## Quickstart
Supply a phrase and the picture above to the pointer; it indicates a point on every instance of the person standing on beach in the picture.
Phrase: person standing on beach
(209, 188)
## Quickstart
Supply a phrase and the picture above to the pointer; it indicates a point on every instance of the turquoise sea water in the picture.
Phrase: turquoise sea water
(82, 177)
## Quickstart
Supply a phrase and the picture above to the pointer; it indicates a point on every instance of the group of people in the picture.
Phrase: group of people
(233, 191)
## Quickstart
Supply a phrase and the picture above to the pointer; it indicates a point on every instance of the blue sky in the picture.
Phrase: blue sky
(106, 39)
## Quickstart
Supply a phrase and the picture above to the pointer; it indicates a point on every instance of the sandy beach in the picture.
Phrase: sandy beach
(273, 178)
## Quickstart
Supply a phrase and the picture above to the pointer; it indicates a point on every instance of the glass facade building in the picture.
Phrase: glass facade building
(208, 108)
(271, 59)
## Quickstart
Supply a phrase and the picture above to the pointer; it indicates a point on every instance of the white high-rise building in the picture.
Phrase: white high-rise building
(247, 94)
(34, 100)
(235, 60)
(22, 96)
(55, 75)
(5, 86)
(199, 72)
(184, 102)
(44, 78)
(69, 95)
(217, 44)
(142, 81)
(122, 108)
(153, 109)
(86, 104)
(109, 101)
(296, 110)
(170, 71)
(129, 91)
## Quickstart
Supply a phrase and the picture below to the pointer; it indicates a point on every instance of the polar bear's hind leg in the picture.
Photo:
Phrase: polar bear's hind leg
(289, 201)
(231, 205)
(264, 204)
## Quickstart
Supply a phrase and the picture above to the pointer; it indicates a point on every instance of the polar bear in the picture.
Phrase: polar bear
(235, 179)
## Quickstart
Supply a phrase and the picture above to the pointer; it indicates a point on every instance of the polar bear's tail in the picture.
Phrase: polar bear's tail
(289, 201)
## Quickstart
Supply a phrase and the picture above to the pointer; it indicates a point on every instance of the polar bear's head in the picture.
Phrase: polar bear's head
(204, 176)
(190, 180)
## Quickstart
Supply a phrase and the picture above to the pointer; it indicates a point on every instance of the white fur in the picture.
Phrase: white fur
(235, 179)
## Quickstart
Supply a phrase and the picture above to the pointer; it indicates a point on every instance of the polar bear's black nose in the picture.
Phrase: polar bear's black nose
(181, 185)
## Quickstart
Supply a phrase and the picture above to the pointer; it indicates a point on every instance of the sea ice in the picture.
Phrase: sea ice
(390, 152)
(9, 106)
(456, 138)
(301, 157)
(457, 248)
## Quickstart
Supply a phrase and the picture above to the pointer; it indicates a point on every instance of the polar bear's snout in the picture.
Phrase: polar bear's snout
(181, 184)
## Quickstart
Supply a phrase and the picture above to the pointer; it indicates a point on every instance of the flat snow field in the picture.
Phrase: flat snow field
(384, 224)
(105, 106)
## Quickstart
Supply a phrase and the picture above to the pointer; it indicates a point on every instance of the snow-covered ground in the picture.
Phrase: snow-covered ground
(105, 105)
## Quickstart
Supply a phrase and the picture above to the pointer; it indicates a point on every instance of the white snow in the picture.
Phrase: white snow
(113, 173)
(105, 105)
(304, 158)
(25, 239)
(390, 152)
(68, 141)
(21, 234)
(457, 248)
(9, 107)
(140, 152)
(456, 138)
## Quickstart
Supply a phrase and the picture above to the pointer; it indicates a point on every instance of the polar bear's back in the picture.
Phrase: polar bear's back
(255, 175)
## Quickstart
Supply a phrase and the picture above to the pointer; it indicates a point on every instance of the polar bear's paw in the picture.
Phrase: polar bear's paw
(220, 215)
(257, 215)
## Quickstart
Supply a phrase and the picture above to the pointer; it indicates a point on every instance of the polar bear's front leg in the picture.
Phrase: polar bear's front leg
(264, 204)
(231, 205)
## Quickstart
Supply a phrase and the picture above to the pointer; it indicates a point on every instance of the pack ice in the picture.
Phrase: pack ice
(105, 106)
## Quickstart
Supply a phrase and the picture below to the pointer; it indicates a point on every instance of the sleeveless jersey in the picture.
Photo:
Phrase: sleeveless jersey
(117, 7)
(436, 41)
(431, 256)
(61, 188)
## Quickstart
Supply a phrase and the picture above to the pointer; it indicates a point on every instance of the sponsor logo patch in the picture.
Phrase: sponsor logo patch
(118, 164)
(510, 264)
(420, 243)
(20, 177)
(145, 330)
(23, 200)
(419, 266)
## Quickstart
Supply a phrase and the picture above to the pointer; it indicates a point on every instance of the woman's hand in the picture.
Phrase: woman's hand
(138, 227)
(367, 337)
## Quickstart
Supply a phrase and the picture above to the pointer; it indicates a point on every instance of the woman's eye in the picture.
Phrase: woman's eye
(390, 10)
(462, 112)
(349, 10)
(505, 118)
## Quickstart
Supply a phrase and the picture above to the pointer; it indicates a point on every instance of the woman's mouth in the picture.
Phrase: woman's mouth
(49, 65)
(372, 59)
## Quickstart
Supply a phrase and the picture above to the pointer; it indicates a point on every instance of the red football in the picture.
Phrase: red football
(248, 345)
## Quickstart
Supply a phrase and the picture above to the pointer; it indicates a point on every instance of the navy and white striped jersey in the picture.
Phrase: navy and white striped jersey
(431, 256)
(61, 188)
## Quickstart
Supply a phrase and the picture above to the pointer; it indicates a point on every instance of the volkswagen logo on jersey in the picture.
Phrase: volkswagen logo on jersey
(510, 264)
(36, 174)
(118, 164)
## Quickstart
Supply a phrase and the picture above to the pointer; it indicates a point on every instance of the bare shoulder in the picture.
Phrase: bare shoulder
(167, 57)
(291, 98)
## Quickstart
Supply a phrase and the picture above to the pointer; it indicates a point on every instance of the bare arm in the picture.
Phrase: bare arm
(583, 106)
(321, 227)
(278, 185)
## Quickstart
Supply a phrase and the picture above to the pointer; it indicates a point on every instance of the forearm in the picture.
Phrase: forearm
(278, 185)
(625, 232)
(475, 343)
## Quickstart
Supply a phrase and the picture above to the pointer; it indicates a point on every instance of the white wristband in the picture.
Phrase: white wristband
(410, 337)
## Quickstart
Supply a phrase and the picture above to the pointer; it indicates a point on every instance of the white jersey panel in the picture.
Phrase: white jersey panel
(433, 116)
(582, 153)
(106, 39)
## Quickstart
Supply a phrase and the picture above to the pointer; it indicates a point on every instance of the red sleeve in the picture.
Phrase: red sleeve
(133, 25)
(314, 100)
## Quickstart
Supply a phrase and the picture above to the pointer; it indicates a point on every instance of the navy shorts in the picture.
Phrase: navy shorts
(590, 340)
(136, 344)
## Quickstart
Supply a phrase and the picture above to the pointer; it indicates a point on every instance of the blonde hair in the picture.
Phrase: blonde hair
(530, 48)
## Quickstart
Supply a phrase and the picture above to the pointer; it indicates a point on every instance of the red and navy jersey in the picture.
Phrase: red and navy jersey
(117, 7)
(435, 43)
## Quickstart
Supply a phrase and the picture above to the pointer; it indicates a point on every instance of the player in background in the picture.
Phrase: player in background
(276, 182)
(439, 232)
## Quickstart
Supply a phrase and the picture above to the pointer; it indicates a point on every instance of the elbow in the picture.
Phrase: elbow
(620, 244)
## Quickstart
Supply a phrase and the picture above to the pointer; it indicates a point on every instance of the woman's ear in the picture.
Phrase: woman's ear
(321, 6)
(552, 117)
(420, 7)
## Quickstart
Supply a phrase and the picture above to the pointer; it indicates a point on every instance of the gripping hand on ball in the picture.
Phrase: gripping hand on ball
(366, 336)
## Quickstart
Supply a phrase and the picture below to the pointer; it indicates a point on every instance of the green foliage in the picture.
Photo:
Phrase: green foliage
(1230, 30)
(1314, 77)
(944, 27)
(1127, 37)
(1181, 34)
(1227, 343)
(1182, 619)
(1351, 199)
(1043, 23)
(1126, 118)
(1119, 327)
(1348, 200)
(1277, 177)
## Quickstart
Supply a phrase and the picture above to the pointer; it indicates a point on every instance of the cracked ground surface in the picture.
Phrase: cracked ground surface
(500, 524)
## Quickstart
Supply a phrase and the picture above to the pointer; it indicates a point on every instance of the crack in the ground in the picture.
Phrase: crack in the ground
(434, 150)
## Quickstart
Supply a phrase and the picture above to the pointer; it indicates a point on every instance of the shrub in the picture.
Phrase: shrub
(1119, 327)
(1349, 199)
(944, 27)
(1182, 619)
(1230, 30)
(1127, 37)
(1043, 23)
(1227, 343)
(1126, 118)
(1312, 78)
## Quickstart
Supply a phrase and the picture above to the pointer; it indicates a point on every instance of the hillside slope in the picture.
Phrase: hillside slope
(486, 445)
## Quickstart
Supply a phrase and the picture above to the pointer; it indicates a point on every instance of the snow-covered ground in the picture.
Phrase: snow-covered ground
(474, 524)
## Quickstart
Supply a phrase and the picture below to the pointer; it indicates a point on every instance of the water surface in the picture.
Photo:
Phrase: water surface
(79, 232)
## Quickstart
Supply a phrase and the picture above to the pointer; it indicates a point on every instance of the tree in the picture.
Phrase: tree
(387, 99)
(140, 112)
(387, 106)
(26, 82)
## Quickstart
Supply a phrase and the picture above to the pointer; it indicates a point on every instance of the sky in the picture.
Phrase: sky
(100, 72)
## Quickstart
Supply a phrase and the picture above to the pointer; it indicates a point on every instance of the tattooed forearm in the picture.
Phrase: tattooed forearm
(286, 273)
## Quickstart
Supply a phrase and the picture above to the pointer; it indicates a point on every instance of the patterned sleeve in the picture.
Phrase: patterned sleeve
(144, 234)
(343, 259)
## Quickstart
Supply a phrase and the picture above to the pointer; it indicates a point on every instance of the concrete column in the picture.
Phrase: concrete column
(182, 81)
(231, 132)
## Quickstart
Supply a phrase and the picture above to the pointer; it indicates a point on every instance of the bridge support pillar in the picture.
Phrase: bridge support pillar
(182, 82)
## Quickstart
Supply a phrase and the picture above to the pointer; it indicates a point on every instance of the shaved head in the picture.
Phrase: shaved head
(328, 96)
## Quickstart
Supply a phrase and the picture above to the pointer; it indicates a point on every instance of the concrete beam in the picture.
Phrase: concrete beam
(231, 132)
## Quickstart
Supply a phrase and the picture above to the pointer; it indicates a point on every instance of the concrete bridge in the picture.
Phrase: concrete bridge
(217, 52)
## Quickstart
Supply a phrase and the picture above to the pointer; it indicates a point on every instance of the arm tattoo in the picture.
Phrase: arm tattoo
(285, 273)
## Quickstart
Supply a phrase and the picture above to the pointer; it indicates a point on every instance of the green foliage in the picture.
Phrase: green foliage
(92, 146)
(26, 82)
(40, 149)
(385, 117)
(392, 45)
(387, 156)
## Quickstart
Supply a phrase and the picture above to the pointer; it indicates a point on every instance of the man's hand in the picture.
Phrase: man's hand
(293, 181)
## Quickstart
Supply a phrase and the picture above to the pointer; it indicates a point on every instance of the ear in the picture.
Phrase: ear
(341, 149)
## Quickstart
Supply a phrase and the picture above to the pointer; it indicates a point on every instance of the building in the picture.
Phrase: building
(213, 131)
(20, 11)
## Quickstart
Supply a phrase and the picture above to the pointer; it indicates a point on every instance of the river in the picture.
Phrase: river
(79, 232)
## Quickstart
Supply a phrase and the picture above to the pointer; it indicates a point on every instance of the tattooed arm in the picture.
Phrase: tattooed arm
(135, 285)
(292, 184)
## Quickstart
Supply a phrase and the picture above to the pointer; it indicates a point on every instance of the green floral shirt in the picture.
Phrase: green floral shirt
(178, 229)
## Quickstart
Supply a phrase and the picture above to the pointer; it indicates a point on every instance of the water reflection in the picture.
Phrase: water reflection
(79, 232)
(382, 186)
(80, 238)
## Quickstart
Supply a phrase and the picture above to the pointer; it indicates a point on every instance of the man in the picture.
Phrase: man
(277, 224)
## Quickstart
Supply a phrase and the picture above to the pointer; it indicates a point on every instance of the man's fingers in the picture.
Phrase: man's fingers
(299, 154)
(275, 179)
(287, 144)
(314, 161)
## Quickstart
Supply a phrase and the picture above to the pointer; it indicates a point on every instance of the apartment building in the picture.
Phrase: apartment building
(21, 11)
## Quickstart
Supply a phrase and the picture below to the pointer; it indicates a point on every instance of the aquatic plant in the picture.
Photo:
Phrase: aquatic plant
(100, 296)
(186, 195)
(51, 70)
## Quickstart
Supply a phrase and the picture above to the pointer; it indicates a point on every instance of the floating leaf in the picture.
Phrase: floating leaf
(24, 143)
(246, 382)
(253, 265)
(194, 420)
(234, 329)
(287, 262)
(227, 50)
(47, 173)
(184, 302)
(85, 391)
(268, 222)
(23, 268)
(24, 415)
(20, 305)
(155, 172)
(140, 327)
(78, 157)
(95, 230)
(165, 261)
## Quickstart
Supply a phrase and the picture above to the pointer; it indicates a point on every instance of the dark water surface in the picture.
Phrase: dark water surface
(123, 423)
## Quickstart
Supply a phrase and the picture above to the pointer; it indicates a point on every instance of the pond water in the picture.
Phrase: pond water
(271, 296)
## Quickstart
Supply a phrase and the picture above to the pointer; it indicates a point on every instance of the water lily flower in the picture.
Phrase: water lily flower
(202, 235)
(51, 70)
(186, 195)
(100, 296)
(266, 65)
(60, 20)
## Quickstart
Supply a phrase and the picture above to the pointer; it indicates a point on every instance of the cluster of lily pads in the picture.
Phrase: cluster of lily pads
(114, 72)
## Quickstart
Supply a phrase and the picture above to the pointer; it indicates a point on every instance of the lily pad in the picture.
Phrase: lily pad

**What is being asked**. Extract every line above that contains the string "beach", treating uppercase and lowercase letters as distinct.

**Complete answer**.
Supply a phrase and the picture above to the pointer; it indicates a point on every instance of the person standing on beach in the picture.
Phrase: person standing on beach
Supply a phrase and the picture above to the pointer; it indicates a point on every instance of the sandy beach in the picture.
Phrase: sandy beach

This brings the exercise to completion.